**ЗАДАНИЯ:**
a: Продублируйте без изменений часть фрагмента о Нахимове, которая открывается словами, содержащими «Дальше путь адмирала», и завершается словами «почти по пояс.».
b: По фрагменту о Нахимове объясните, за что адмирал благодарит матросов батареи Жерве.
c: Согласно фрагменту о Нахимове, который был час, когда адмирал с сопровождающими направился на Малахов курган?

**ЦИТИРУЕМЫЙ ФРАГМЕНТ:**
----------

Они подъехали к батарее Жерве, спешились. Адмирал осмотрелся и приказал собрать артиллерийскую прислугу.
— Здорово, наши молодцы! — обратился он к матросам и улыбнулся, услышав громовое приветствие.
— Ну, друзья, осмотрел я вашу батарею, она далеко не та, какою была прежде. Она теперь хорошо укреплена. Неприятель не должен знать и думать, что здесь можно каким бы ни было способом вторично прорваться. Смотрите ж, друзья, докажите французу, что вы такие же молодцы, какими я вас знаю, а за новые работы и за то, что вы хорошо дерётесь, спасибо, ребята!
— Рады стараться! — прозвучало в ответ.
Дальше путь адмирала с сопровождающими лежал на Малахов курган. Было шесть часов вечера, жара спадала. Они оставили лошадей у вала и стали подниматься на курган. Из башни доносилось церковное песнопение — там шла служба. Нахимов перекрестился и пошёл на бастион. Его догнал капитан 1-го ранга Ф. С. Керн, отрапортовал, что всё в порядке, беспокоиться не стоит. Нахимов желал сам осмотреть новые работы неприятеля. Подойдя к банкету — внутренней насыпи, — он встал на неё, взял у сигнальщика подзорную трубу и стал смотреть, но не через амбразуру из мешков, специально для того сделанную, а прямо через бруствер, высунувшись почти по пояс.
— Ваше высокопревосходительство, лучше через амбразуру, — обратился к нему Керн.
В этот момент штуцерная пуля угодила в мешок рядом с левым локтем адмирала, вторая в бруствер; отлетевшим от бруствера камешком у Колтовского разорвало козырёк фуражки. Стало ясно, что это не случайные пули — целятся в адмирала.
— Ваше высокопревосходительство, — обратился к адмиралу Керн, не теряя надежды увести его, — завтра праздник Петра и Павла, у нас сейчас служат в башне вечерню. Не желаете ли пройти?

----------

**ИСХОДНЫЕ ДАННЫЕ:**
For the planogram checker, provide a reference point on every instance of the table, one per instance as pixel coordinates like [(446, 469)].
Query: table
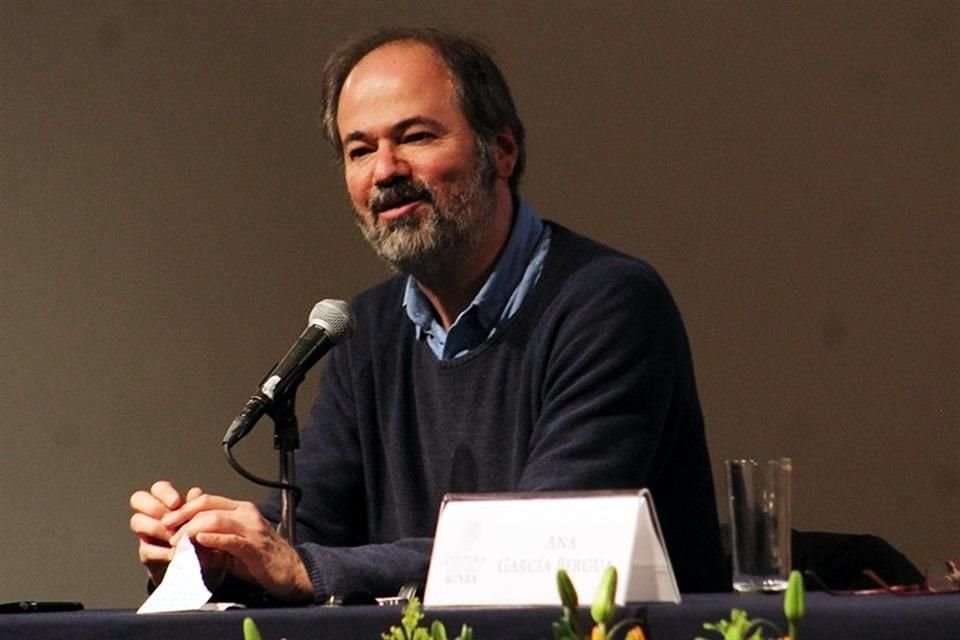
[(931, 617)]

----------

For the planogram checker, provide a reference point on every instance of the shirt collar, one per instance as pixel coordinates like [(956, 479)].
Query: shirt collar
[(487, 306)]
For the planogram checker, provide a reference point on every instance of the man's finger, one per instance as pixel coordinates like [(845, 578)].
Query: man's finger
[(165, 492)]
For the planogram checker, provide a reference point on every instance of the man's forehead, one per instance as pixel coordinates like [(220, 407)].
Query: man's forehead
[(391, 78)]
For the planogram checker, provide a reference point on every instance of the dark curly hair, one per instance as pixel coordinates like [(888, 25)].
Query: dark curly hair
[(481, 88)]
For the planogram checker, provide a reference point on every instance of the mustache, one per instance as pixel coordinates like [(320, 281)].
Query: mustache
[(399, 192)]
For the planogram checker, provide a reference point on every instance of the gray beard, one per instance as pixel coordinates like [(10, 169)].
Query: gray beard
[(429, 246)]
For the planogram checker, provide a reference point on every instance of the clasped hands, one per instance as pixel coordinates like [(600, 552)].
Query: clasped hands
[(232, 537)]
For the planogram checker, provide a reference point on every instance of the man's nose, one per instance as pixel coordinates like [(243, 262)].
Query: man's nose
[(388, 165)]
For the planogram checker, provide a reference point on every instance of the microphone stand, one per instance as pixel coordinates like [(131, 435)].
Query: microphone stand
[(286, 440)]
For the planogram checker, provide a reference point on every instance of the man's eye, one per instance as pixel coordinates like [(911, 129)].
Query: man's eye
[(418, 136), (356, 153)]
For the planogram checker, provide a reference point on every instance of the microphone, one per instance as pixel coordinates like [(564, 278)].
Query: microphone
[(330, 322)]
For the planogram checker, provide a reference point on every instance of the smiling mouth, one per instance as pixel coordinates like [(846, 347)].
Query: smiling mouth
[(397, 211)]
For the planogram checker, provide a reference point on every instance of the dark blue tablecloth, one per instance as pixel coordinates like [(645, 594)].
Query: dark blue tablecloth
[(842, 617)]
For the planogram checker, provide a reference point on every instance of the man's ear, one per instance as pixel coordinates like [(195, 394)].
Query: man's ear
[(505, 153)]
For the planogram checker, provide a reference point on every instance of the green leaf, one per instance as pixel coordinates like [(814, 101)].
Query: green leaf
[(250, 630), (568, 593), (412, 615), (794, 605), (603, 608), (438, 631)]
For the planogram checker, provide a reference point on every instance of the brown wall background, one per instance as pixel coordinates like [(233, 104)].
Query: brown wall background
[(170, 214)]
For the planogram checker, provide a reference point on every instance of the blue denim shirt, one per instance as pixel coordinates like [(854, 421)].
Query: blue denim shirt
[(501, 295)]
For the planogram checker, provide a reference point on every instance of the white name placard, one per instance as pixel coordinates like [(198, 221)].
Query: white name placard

----------

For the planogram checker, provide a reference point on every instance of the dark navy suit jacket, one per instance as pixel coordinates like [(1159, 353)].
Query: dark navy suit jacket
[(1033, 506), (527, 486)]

----------

**ОТВЕТЫ ПО ПОРЯДКУ:**
a:
Дальше путь адмирала с сопровождающими лежал на Малахов курган. Было шесть часов вечера, жара спадала. Они оставили лошадей у вала и стали подниматься на курган. Из башни доносилось церковное песнопение — там шла служба. Нахимов перекрестился и пошёл на бастион. Его догнал капитан 1-го ранга Ф. С. Керн, отрапортовал, что всё в порядке, беспокоиться не стоит. Нахимов желал сам осмотреть новые работы неприятеля. Подойдя к банкету — внутренней насыпи, — он встал на неё, взял у сигнальщика подзорную трубу и стал смотреть, но не через амбразуру из мешков, специально для того сделанную, а прямо через бруствер, высунувшись почти по пояс.

b: Адмирал благодарит матросов за новые работы и за то, что они хорошо дерутся. По его словам, батарея теперь хорошо укреплена и уже не та, какой была прежде.

c: Было шесть часов вечера.